*TASK STATEMENT*:
Rewrite the text of the items below, replacing every occurrence of "bounding box" with "box coordinates" and leaving everything else unchanged. Omit the pictures from your response.

*RECORDS PROVIDED*:
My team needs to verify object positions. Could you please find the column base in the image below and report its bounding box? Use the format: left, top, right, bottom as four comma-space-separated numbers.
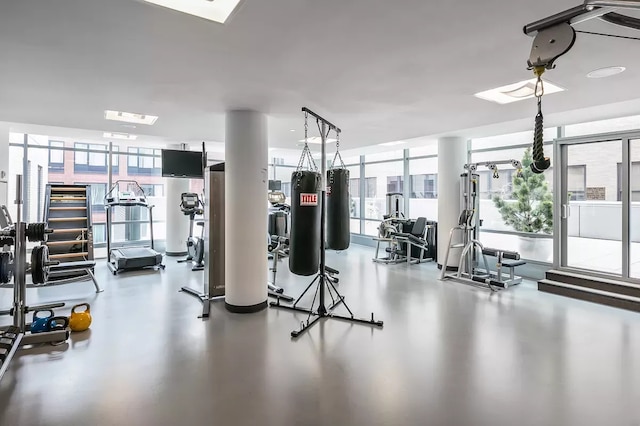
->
224, 300, 267, 314
438, 263, 458, 272
164, 251, 189, 257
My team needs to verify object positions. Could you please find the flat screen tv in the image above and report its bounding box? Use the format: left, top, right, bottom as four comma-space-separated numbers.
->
162, 149, 204, 179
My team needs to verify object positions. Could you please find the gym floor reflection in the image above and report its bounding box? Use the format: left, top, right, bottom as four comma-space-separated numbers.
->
0, 246, 640, 426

*RESULT FOR THIS EXERCISE*:
My team needs to verify object positions. Could you please find the column base in the image below and report its box coordinates? Use the format: left, top, right, bottom as four comma-space-separated numbers.
->
224, 300, 267, 314
438, 263, 458, 272
164, 251, 189, 257
My team needs to verify object positions. Could you please find the flat screen tv in the image above and report its box coordinates? Use the format: left, top, right, bottom as four comma-space-separated numbers.
->
162, 149, 204, 179
My team needs to verify object positions. Could you please find the gym floor reflection in the image above and report its box coordinates? Use the format: left, top, right, bottom as four comma-space-separated numbers.
->
0, 246, 640, 426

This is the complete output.